* **TASK DETAILS**:
Reproduce exactly the lines from the one containing "Mark every instance of the teal" through the last line of the data, both ends included.

* **SOURCE MATERIAL**:
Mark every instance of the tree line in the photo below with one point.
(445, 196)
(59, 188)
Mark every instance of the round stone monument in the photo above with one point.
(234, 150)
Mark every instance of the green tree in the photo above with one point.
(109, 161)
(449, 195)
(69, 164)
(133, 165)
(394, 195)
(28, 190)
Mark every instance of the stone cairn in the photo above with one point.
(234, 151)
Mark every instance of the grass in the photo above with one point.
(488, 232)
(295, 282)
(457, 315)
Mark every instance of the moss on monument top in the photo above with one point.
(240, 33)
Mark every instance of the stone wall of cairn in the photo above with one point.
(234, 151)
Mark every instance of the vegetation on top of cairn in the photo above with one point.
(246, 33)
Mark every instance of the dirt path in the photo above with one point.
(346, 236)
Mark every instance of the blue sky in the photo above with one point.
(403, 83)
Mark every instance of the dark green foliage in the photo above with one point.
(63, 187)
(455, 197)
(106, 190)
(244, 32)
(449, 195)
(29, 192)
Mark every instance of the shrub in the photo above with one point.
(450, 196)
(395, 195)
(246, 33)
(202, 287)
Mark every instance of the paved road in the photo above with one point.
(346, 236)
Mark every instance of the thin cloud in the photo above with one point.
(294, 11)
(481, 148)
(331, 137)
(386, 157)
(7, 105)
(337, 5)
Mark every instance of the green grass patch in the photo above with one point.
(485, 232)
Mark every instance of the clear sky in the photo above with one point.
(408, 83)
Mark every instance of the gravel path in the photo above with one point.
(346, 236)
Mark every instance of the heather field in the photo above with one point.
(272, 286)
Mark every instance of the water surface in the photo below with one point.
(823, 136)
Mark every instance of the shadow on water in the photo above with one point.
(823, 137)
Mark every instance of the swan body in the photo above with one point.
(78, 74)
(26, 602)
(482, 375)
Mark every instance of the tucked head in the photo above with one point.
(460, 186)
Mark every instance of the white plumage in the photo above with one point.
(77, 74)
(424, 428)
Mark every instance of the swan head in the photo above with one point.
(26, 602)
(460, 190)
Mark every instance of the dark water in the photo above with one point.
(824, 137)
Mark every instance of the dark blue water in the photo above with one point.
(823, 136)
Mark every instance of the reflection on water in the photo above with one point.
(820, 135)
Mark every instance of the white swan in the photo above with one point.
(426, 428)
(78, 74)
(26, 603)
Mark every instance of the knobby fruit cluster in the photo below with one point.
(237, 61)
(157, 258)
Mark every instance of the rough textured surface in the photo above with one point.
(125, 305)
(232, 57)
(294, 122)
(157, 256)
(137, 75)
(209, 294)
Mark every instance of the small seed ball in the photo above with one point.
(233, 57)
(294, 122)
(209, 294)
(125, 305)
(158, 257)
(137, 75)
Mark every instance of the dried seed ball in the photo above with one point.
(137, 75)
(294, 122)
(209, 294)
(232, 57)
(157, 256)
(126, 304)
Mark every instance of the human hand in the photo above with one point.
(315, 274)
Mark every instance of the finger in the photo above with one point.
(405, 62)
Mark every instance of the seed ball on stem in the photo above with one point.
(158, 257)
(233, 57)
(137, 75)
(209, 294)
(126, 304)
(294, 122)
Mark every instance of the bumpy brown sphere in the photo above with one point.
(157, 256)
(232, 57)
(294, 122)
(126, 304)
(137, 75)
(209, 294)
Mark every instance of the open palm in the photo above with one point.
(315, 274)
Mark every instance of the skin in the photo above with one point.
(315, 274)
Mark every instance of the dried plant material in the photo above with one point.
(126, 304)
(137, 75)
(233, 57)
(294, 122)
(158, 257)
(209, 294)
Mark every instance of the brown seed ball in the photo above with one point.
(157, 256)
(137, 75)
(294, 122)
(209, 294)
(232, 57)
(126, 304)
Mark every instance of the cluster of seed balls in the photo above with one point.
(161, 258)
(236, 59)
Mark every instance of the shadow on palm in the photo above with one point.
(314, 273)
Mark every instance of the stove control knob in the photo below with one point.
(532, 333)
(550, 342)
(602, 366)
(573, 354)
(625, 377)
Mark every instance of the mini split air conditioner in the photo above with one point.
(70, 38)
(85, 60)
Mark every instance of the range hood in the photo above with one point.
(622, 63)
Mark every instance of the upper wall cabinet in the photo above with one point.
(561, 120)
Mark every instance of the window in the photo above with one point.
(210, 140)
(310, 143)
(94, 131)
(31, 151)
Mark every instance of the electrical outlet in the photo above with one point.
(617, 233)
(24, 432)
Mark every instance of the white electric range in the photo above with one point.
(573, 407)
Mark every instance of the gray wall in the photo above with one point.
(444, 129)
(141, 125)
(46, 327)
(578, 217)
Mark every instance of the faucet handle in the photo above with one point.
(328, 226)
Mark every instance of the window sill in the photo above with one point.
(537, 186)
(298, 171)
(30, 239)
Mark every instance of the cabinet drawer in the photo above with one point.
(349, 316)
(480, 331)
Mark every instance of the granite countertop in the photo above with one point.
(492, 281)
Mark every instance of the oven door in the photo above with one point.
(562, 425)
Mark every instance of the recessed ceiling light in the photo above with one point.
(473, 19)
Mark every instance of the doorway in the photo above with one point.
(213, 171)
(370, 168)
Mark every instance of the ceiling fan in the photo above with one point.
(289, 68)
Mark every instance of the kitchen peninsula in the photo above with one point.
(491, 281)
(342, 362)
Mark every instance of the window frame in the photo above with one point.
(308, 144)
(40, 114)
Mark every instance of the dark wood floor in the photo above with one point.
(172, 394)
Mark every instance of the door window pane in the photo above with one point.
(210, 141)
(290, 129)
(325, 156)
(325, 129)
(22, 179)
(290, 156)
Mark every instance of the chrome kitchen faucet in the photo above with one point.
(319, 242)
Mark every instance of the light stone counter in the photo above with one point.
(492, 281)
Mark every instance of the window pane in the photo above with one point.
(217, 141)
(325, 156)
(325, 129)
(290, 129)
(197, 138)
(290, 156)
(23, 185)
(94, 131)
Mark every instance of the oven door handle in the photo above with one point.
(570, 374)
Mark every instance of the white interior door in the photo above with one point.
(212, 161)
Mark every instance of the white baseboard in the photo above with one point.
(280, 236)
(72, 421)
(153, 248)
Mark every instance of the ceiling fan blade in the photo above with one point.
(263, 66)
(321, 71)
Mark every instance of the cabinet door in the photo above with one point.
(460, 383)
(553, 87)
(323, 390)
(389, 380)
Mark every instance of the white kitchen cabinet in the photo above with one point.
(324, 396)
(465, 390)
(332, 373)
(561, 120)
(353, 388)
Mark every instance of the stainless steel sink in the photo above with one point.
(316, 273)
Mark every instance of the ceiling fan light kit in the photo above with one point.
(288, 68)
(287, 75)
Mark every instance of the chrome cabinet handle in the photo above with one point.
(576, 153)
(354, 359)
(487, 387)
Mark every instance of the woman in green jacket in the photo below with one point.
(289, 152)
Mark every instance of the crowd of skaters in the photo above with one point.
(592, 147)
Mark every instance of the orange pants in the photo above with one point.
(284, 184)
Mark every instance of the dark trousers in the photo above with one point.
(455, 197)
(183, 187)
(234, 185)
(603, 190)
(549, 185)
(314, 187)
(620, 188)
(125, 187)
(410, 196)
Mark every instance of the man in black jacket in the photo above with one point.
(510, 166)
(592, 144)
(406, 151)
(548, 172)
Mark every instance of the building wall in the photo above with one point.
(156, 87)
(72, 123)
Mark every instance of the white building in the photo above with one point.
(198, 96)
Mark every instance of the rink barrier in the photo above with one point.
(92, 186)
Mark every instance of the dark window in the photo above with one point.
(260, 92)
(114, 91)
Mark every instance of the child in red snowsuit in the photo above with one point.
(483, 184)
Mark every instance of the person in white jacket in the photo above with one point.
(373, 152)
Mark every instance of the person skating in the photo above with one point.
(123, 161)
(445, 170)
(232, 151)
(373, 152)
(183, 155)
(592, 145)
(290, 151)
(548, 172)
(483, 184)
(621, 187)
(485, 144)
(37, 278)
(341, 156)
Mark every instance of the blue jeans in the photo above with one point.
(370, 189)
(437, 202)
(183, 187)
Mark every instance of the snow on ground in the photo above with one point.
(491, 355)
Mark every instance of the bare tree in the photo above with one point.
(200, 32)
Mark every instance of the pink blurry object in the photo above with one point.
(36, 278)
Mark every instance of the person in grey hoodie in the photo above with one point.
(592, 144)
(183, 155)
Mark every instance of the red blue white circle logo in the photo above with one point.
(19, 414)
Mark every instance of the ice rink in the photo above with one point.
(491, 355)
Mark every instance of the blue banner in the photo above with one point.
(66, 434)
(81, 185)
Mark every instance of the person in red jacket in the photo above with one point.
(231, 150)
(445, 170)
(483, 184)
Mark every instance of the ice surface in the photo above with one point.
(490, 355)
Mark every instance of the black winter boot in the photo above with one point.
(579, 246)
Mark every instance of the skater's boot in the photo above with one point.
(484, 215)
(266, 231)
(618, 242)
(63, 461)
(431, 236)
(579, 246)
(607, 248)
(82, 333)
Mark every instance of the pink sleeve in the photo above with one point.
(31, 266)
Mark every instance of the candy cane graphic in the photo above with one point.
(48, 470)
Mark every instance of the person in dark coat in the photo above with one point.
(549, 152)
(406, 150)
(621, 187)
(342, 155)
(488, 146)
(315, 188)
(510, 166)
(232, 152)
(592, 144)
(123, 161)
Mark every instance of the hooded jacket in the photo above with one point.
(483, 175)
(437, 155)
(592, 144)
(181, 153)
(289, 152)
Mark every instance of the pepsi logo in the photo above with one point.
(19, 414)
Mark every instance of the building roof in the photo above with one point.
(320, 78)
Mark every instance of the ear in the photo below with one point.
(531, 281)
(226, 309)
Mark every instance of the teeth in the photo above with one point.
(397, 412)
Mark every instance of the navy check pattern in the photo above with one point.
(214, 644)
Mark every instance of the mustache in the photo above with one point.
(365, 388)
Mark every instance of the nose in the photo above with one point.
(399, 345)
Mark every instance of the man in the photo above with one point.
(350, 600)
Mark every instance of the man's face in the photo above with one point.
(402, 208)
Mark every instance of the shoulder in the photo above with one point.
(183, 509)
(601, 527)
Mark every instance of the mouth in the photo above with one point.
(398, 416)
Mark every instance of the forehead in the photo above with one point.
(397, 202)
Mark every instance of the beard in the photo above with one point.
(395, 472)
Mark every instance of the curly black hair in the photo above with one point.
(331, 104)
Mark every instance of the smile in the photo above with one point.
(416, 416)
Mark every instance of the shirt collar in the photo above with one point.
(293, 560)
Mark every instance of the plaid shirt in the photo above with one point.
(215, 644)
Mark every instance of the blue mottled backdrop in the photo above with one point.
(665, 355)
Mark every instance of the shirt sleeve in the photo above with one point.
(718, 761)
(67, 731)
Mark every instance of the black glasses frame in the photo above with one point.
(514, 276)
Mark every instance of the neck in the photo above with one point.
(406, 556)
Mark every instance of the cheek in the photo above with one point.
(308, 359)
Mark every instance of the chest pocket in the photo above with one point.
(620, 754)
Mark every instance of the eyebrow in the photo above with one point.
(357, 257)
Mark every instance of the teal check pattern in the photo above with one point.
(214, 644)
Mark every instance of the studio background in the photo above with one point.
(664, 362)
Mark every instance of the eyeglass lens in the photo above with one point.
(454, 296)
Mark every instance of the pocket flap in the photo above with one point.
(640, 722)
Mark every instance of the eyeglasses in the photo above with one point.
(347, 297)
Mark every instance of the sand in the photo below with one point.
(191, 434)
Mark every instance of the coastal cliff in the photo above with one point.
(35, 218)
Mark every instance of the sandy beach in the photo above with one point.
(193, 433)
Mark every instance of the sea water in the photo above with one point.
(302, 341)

* **RESPONSE TO THIS EXERCISE**:
Mark every instance of the teal check pattern in the photo above with one point.
(214, 644)
Mark every instance of the studio background in the photo above with one point.
(664, 362)
Mark every instance of the eyeglass lens in the photo above with one point.
(454, 296)
Mark every instance of the pocket flap in the photo above with one point.
(640, 722)
Mark every instance of the eyeglasses in the photo above with one point.
(347, 297)
Mark every instance of the sand in the photo below with one point.
(191, 434)
Mark every instance of the coastal cliff in the photo above with one point.
(35, 218)
Mark every instance of the sandy beach in the photo above with one point.
(193, 433)
Mark every instance of the sea water in the photo above with one point.
(302, 341)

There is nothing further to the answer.